* **Raw records**:
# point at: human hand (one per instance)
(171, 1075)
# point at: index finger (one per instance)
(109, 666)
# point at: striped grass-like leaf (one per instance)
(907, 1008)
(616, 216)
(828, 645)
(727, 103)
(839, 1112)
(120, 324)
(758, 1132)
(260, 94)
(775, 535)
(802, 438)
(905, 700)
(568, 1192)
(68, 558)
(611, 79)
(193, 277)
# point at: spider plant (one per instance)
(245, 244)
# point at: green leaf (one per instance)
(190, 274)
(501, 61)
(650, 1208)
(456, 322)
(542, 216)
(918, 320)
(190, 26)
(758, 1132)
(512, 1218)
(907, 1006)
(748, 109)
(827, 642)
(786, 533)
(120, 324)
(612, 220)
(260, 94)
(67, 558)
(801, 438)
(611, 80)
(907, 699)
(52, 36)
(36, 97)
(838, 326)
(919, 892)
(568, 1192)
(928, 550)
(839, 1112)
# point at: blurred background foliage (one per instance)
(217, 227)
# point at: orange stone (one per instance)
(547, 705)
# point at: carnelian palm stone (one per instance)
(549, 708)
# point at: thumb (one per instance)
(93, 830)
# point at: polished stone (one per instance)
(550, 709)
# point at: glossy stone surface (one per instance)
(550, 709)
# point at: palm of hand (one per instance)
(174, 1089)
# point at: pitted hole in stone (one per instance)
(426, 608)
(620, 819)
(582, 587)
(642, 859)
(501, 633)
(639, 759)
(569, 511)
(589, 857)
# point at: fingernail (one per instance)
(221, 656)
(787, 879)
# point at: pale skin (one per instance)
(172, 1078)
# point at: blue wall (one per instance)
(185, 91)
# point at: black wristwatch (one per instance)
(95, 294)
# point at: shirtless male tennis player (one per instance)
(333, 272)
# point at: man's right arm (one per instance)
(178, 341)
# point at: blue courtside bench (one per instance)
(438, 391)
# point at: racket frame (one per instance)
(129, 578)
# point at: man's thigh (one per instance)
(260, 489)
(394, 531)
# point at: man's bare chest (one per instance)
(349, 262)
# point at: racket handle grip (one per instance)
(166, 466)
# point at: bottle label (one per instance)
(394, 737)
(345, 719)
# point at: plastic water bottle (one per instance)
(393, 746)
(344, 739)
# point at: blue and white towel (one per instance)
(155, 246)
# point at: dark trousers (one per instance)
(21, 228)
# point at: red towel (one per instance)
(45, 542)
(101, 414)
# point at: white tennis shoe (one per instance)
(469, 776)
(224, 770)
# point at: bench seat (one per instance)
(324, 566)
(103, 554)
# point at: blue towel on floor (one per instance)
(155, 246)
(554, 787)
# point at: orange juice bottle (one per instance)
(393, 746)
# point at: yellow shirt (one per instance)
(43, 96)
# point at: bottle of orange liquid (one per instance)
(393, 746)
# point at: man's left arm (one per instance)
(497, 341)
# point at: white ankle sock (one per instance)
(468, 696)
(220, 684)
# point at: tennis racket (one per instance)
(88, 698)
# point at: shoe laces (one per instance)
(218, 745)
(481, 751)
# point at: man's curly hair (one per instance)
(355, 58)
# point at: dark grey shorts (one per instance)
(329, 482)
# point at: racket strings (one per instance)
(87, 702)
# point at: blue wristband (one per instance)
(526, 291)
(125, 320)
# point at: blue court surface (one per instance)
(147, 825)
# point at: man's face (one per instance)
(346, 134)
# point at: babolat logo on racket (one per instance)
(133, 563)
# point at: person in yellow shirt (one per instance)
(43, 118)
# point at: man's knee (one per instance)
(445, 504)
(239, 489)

---

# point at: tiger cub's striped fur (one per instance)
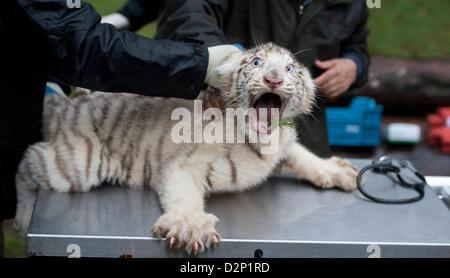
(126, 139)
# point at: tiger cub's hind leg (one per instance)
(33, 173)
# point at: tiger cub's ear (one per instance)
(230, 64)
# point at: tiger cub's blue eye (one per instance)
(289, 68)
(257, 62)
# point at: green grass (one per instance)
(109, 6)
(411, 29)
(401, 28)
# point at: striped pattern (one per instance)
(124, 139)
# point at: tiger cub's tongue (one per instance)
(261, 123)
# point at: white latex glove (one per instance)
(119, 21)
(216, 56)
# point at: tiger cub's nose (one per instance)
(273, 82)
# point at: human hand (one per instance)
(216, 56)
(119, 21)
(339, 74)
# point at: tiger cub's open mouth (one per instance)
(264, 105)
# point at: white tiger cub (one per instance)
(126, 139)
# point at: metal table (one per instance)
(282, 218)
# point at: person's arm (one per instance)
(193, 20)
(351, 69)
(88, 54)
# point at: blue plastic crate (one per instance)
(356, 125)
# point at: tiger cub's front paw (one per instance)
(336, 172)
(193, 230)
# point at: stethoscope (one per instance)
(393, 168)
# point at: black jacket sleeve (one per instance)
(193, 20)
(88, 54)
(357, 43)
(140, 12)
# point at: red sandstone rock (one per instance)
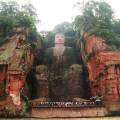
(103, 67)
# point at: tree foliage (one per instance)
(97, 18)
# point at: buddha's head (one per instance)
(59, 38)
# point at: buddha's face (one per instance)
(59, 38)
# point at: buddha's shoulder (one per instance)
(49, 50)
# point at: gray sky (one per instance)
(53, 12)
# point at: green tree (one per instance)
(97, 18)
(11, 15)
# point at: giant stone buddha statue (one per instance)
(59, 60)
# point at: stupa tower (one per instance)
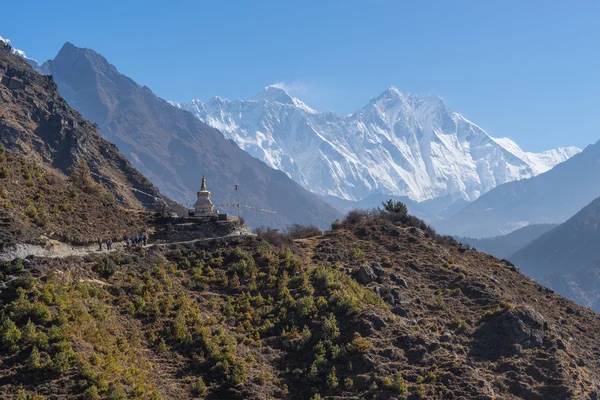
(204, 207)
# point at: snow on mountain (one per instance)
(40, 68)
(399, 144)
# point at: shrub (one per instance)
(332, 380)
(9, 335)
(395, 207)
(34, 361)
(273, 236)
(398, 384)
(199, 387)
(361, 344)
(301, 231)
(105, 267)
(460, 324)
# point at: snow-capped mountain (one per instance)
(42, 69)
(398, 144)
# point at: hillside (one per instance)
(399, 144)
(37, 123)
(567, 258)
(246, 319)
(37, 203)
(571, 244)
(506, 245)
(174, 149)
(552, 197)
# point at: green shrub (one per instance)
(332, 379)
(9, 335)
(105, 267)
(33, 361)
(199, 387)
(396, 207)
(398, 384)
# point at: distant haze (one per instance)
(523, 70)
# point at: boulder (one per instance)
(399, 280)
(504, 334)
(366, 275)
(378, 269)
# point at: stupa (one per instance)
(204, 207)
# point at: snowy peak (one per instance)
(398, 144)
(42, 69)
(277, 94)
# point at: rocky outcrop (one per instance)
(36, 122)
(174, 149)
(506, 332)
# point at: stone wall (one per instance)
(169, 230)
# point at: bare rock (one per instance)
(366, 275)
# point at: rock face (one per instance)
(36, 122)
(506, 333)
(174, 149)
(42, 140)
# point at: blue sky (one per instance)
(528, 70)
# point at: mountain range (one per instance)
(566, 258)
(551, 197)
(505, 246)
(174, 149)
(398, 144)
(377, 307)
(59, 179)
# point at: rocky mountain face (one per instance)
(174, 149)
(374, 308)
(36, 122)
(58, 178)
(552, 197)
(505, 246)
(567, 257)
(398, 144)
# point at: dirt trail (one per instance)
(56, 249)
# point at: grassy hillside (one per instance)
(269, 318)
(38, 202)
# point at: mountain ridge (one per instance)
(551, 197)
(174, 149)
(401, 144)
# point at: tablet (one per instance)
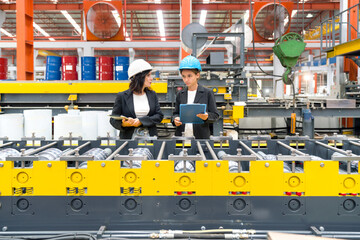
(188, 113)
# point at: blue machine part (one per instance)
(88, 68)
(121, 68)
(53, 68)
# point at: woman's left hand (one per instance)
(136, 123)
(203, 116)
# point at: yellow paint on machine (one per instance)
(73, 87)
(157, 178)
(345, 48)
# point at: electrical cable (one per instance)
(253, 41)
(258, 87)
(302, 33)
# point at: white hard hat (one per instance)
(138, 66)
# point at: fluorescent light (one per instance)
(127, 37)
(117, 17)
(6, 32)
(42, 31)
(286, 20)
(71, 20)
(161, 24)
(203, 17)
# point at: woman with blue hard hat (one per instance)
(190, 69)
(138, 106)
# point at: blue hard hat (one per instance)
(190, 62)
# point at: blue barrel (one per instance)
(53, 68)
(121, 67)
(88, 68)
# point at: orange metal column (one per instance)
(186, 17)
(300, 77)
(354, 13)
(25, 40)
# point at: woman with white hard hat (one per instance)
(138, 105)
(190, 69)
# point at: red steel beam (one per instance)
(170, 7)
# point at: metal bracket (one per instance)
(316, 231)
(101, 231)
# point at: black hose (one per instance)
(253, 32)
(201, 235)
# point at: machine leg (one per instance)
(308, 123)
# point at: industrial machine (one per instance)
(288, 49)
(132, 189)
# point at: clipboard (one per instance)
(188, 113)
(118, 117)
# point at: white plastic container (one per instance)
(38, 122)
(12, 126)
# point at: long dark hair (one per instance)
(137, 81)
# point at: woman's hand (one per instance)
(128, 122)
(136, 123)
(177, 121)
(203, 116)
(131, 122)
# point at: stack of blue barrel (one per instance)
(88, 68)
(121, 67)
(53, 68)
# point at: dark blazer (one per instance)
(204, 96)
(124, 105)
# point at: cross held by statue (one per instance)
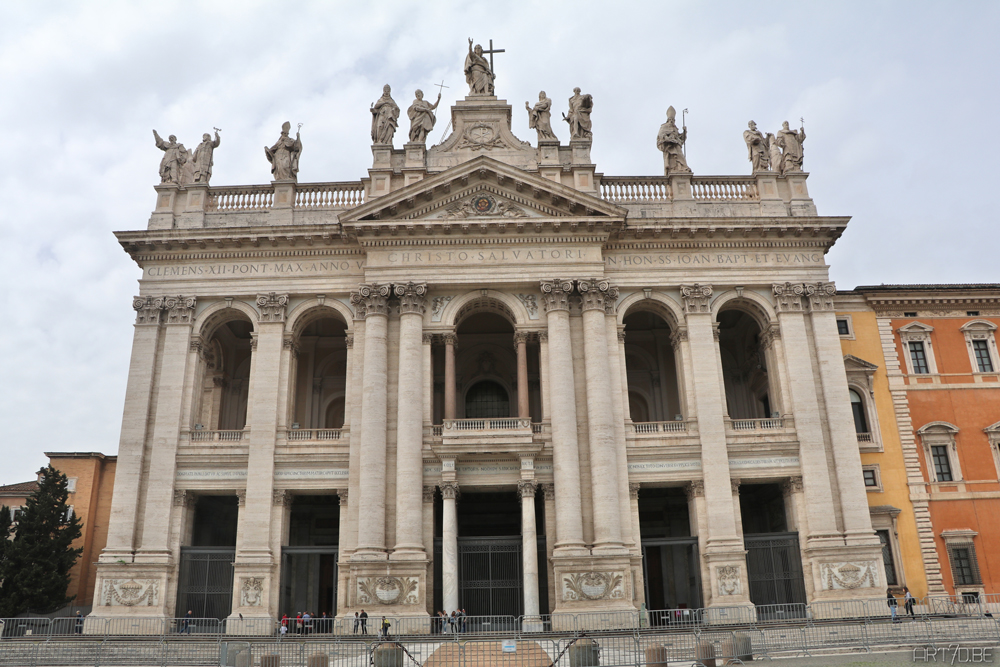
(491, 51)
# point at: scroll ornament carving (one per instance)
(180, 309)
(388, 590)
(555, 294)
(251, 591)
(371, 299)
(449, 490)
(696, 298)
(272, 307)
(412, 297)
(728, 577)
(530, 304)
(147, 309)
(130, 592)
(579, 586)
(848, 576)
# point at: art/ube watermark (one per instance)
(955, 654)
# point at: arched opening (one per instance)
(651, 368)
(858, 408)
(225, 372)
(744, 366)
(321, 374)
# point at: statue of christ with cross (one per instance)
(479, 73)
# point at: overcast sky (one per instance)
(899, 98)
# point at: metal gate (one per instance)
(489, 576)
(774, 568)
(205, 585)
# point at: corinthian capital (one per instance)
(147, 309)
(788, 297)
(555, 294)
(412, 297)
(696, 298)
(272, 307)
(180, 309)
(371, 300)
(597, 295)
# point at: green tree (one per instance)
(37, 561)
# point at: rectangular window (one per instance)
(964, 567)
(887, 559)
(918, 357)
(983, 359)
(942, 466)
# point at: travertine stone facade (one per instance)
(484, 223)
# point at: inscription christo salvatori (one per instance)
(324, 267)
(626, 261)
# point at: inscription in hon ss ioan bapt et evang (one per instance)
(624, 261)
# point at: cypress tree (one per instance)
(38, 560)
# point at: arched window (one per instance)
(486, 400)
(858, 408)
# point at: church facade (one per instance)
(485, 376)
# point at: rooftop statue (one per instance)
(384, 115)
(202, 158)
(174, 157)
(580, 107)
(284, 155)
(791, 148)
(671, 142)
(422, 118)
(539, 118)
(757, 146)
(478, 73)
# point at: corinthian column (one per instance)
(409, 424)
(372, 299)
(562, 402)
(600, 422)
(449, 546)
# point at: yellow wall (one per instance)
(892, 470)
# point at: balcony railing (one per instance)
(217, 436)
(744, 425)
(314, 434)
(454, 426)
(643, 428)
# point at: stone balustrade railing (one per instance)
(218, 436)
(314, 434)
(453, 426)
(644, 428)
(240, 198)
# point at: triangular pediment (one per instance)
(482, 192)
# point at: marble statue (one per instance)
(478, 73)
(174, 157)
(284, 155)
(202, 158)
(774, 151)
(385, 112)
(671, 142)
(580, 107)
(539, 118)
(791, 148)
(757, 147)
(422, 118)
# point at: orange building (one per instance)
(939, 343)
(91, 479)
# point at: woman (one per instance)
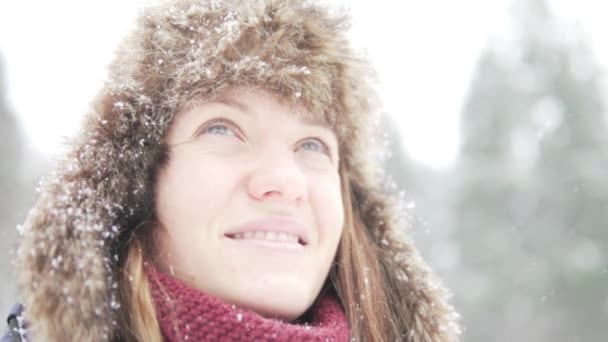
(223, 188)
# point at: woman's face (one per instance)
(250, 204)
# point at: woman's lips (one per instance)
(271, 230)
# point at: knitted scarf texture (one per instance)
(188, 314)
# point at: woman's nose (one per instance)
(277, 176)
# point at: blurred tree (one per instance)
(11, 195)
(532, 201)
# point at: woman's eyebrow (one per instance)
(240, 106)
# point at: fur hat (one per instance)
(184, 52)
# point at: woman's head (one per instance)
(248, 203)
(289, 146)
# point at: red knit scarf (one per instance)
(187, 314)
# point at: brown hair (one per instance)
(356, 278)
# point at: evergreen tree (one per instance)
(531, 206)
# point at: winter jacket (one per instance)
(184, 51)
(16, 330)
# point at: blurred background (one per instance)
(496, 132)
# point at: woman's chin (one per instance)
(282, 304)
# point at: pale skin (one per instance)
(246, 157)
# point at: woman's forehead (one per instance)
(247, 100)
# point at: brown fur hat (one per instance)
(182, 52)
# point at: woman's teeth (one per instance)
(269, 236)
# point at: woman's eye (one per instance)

* * *

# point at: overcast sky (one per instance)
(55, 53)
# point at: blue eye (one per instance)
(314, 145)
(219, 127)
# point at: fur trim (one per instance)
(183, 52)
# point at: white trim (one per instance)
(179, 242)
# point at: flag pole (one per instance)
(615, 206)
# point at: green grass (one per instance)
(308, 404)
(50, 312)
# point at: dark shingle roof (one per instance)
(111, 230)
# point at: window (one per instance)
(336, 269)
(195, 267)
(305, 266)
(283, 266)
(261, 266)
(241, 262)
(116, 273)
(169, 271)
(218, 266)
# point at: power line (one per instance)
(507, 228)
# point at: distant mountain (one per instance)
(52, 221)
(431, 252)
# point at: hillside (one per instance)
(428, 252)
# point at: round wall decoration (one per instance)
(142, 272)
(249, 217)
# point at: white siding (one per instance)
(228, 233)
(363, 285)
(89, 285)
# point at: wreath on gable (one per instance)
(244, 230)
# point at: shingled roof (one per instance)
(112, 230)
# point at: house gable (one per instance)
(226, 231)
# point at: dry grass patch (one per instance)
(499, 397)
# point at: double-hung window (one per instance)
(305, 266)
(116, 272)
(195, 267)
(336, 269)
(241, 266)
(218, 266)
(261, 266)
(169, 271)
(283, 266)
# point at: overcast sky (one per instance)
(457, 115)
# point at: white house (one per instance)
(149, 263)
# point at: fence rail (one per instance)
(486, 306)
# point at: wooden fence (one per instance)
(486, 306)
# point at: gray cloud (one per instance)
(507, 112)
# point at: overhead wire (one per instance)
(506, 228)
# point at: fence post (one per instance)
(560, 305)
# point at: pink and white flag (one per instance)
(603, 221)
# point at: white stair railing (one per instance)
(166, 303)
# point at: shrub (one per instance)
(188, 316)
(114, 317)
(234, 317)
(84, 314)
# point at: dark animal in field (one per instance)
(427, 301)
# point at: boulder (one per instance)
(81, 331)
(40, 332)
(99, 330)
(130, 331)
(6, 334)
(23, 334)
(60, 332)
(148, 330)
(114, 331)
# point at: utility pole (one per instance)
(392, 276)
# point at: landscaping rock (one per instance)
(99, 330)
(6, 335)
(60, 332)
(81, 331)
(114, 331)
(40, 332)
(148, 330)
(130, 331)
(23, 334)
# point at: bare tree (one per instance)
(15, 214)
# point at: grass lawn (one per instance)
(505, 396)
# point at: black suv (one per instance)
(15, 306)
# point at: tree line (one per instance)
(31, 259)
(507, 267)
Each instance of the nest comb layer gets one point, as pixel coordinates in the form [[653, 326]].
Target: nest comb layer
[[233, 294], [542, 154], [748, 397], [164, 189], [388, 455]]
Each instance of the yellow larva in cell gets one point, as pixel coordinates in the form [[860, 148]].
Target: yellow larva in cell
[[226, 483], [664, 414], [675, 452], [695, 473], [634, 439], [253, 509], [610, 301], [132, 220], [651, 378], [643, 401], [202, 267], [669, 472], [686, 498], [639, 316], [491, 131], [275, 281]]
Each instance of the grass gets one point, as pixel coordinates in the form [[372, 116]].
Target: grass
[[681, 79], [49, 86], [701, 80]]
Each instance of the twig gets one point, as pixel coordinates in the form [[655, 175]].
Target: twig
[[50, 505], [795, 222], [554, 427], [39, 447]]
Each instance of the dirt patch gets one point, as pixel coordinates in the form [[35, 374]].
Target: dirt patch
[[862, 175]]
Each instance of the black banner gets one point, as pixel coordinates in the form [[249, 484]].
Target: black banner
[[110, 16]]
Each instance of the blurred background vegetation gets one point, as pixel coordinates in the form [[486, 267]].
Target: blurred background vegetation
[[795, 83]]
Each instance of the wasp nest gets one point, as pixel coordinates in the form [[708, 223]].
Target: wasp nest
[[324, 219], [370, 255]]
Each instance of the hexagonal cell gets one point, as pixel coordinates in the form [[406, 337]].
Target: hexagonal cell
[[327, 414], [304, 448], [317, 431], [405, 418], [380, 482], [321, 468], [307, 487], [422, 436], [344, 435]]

* **Exercise**:
Copy out, without changes, the lines of the records above from the line with "# point at: woman's lips (one per instance)" to the line with "# point at: woman's eye (one per instance)", including both of those lines.

* **Task result**:
# point at: woman's lips (one per instance)
(271, 230)
# point at: knitted scarf texture (one per instance)
(188, 314)
# point at: woman's nose (one per instance)
(277, 176)
# point at: blurred tree (one per instance)
(11, 195)
(532, 201)
# point at: woman's eyebrow (one per instance)
(240, 106)
# point at: fur hat (one per instance)
(184, 52)
# point at: woman's head (one per instance)
(248, 203)
(289, 146)
# point at: red knit scarf (one per instance)
(187, 314)
# point at: brown hair (one per instance)
(356, 278)
# point at: evergreen tree (one per instance)
(531, 206)
# point at: winter jacket (one per instance)
(184, 51)
(16, 330)
# point at: blurred background (one per instance)
(496, 132)
# point at: woman's chin (one per instance)
(282, 304)
# point at: pale skin (one per instance)
(246, 157)
# point at: woman's forehead (one per instance)
(247, 100)
# point at: brown fur hat (one per instance)
(182, 52)
# point at: woman's teeth (one per instance)
(269, 236)
# point at: woman's eye (one per instance)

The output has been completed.